* **EXTRAIT CITÉ**
:::
Le Danemark a interdit les vols de drones civils sur son territoire cette semaine, pour assurer la sécurité du sommet européen qui réunit les chefs de gouvernement à Copenhague. Alta Ares espère couvrir quelque « 400 km de frontière d’ici la fin de l’année à l’Est de l’Europe ».

Les drones deviennent un nouvel enjeu pour la protection de l’espace aérien européen. Suite à l’incursion d’une vingtaine de drones russes en Pologne le 10 septembre, le Danemark a récemment subi une série de survols de petits drones au-dessus de plusieurs aéroports et d’une base militaire. En réponse, le pays a interdit cette semaine les vols de drones civils pour garantir la sécurité du sommet européen qui réunit les chefs de gouvernement à Copenhague.

Mais l’Union européenne souhaite aller plus loin en renforçant sa sécurité par un « mur antidrones » le long de sa frontière orientale, initiative que près d’une dizaine de pays jugent désormais comme une « priorité ». « Les violations répétées de notre espace aérien sont inacceptables », a déclaré vendredi le commissaire européen à la Défense, Andrius Kubilius. « Le message est clair : la Russie teste l’UE et l’Otan. Notre réponse doit être ferme, unie et immédiate. »

Des bulles de défense aérienne le long de la frontière

Ursula von der Leyen, présidente de la Commission européenne, a proposé l’idée d’un « mur de drones » européen lors de son discours au Parlement européen le 10 septembre. Les chefs d’État et de gouvernement des 27 en discuteront ce mercredi lors d’une réunion informelle à Copenhague. Cette initiative commencerait par des capacités de détection de drones grâce à un réseau de « capteurs », au sol ou par satellites. Il s’ensuivrait la mise en place de capacités d’interception, plus lourdes et coûteuses.
:::
* **LIGNES FOURNIES**

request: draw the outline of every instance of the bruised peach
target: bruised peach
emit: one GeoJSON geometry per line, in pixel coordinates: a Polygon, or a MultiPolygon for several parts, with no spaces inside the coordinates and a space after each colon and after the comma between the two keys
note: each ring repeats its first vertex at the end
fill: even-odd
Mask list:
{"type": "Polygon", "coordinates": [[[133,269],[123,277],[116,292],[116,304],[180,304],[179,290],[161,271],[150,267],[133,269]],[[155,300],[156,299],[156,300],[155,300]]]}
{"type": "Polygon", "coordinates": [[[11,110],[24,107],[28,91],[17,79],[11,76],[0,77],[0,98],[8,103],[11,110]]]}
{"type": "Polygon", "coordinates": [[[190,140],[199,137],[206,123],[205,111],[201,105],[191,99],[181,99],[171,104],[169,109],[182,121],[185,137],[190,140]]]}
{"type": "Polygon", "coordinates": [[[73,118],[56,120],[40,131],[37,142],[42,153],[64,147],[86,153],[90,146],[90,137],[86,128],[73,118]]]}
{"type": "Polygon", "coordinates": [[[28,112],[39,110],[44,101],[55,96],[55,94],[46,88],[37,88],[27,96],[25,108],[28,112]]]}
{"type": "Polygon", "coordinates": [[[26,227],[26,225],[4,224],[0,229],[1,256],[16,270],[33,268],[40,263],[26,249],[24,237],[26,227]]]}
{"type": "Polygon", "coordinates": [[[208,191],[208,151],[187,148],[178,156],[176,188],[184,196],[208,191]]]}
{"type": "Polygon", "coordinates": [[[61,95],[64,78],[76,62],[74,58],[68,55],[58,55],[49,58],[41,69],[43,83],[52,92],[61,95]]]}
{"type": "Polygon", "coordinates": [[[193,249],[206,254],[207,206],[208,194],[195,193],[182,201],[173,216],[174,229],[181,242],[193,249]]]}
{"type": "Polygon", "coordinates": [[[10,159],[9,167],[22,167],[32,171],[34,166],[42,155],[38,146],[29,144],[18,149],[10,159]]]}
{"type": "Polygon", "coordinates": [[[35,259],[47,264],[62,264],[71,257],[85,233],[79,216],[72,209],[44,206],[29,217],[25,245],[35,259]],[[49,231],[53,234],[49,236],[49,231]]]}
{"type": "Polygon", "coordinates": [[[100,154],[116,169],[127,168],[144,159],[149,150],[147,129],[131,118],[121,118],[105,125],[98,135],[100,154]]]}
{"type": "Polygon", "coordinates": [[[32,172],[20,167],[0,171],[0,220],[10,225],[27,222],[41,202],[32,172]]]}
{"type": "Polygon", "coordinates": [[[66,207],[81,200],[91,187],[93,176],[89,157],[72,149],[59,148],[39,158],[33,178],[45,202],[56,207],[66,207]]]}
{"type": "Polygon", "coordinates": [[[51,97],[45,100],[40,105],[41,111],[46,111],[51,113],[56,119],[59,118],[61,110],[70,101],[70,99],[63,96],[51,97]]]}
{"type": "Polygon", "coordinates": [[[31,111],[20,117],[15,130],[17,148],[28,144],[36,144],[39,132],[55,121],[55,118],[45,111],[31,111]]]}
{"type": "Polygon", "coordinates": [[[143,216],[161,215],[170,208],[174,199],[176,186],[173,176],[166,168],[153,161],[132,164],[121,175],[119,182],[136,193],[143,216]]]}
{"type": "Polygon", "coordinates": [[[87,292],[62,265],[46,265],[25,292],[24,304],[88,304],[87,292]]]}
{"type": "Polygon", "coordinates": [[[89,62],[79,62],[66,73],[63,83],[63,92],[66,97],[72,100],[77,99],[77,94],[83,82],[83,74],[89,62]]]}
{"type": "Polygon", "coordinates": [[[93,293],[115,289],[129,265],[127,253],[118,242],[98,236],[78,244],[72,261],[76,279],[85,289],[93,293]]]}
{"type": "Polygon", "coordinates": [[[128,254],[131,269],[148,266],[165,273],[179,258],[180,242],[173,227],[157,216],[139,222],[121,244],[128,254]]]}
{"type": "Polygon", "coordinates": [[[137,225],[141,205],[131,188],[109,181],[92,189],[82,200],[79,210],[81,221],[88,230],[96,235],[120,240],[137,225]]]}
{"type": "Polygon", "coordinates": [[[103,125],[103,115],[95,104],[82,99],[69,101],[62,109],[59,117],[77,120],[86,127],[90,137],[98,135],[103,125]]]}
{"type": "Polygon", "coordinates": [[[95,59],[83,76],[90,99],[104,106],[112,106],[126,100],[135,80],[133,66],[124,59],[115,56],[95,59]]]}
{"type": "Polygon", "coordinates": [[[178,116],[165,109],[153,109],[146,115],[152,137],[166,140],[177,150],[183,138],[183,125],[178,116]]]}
:::
* **CONSIGNE**
Répondez aux questions suivantes à partir de l'extrait cité :
1. Quel commissaire européen à la Défense juge « inacceptables » les violations répétées de l'espace aérien ?
2. Par quelles capacités l'initiative de « mur de drones » commencerait-elle ?
3. Selon l'extrait, quelle longueur de frontière Alta Ares espère couvrir d'ici la fin de l'année ?

* **RÉPONSE ATTENDUE**
1. Andrius Kubilius.
2. Par des capacités de détection de drones, grâce à un réseau de « capteurs » au sol ou par satellites.
3. Quelque 400 km de frontière, à l'Est de l'Europe.